Supplied records:
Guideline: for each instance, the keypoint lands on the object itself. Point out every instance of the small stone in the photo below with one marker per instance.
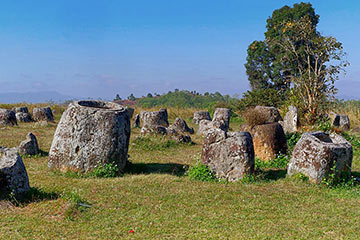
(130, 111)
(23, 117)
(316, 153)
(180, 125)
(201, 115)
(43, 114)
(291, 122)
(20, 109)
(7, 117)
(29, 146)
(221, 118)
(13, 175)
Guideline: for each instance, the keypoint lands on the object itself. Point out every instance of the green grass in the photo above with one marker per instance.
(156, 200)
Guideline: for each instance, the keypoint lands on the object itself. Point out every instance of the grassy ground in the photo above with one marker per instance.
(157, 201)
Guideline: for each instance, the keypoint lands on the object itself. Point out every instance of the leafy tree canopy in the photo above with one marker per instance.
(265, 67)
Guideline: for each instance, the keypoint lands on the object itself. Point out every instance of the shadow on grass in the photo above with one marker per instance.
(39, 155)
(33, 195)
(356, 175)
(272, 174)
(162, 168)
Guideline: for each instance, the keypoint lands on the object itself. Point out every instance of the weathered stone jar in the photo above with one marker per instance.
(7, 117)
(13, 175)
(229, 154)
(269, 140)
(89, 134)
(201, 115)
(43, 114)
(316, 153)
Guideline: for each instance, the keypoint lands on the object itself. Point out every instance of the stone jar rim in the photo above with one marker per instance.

* * *

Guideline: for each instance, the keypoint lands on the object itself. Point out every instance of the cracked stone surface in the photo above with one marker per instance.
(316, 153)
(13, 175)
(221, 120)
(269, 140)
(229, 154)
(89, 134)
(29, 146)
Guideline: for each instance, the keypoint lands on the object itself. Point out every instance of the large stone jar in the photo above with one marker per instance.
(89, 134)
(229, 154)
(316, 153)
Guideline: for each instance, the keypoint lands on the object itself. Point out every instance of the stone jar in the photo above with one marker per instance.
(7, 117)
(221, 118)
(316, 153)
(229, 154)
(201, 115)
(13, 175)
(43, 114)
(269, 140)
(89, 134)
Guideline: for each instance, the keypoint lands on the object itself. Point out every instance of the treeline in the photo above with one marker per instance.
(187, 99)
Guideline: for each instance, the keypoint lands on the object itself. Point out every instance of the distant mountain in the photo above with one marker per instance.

...

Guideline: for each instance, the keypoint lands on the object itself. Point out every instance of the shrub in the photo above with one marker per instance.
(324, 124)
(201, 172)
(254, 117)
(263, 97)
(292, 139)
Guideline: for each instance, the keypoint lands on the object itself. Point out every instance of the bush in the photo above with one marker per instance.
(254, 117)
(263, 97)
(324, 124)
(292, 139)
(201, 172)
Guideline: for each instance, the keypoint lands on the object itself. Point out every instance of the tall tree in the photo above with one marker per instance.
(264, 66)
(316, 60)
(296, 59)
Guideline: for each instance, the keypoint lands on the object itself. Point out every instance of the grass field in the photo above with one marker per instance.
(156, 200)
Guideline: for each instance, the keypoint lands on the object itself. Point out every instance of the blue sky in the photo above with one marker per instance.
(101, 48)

To be done: Print the data from the line with "of the cracked" to the line with "of the distant", repeating each line in it without any change.

Output of the task:
Guideline: for each instance, the keypoint lands on the object itself. Point out every instance of the cracked stone surface in the photo above with one marker per instance.
(316, 153)
(13, 175)
(221, 120)
(269, 140)
(229, 154)
(89, 134)
(29, 146)
Guideline: for each instance, the keypoint lands on the object itself. Point out every instance of the large stone jar in the photo above with one marker per instance.
(89, 134)
(229, 154)
(316, 153)
Guideline: for each instance, the keypoint lands on the object itself. Point out every instance of the stone jar in the photo above with one marker per instance.
(7, 117)
(221, 118)
(316, 153)
(229, 154)
(201, 115)
(13, 175)
(43, 114)
(269, 140)
(89, 134)
Guideline: for each instance, the keypoint lands on the object itself. Point out every instance of the treeline in the photo above with one marker per instance.
(187, 99)
Guideline: for each instance, the keypoint lands on the object itself. Point out every instance of the distant mountain in the photo above with one marker per instance.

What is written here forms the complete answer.